__Wymagania__
Podaj wszystkie poniższe rekordy jako CSV z dwiema kolumnami, „polecenie” i „odpowiedź”, po jednym wierszu na każdą parę tekstu i odpowiedzi. Każdą wartość umieść w jednym polu w cudzysłowie, zamieniając podziały wierszy na spacje.

__Zestawienie danych__
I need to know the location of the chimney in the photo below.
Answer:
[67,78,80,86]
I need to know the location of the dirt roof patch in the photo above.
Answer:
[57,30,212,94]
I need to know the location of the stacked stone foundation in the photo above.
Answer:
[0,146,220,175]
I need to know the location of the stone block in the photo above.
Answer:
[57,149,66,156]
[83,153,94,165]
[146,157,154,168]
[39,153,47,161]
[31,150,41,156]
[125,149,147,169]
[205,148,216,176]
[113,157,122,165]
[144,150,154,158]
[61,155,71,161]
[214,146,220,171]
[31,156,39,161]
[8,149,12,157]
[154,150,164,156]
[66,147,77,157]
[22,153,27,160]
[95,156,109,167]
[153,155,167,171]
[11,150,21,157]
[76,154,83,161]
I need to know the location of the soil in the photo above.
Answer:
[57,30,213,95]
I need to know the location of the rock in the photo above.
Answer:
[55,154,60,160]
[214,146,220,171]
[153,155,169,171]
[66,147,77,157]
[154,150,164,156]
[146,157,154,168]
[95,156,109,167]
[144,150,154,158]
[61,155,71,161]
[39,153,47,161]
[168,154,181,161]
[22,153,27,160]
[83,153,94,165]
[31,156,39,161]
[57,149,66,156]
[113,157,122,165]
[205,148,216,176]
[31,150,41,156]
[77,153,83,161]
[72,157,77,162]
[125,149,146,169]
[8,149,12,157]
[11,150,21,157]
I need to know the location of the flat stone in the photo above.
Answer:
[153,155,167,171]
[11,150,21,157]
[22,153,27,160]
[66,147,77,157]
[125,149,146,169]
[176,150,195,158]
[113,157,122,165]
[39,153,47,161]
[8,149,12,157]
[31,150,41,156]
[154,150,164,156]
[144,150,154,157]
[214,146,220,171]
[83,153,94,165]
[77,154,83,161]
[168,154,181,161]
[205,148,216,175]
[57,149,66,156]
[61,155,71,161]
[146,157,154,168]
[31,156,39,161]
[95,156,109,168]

__Pełna odpowiedź__
polecenie,odpowiedź
"I need to know the location of the chimney in the photo below. Answer:","[67,78,80,86]"
"I need to know the location of the dirt roof patch in the photo above. Answer:","[57,30,212,94]"
"I need to know the location of the stacked stone foundation in the photo above. Answer:","[0,146,220,175]"
"I need to know the location of the stone block in the photo above. Answer:","[57,149,66,156] [83,153,94,165] [146,157,154,168] [39,153,47,161] [31,150,41,156] [125,149,147,169] [205,148,216,176] [113,157,122,165] [144,150,154,158] [61,155,71,161] [214,146,220,171] [31,156,39,161] [8,149,12,157] [154,150,164,156] [66,147,77,157] [22,153,27,160] [95,156,109,167] [153,155,167,171] [11,150,21,157] [76,154,83,161]"
"I need to know the location of the soil in the photo above. Answer:","[57,30,213,95]"
"I need to know the location of the rock in the photo above. Answer:","[55,154,60,160] [214,146,220,171] [153,155,169,171] [66,147,77,157] [154,150,164,156] [146,157,154,168] [95,156,109,167] [144,150,154,158] [61,155,71,161] [39,153,47,161] [168,154,181,161] [22,153,27,160] [83,153,94,165] [31,156,39,161] [57,149,66,156] [113,157,122,165] [205,148,216,176] [31,150,41,156] [77,153,83,161] [72,157,77,162] [125,149,146,169] [8,149,12,157] [11,150,21,157]"
"I need to know the location of the flat stone in the photo above. Answer:","[153,155,167,171] [11,150,21,157] [22,153,27,160] [66,147,77,157] [125,149,146,169] [176,150,195,158] [113,157,122,165] [39,153,47,161] [8,149,12,157] [31,150,41,156] [154,150,164,156] [144,150,154,157] [214,146,220,171] [83,153,94,165] [77,154,83,161] [168,154,181,161] [205,148,216,175] [57,149,66,156] [61,155,71,161] [146,157,154,168] [31,156,39,161] [95,156,109,168]"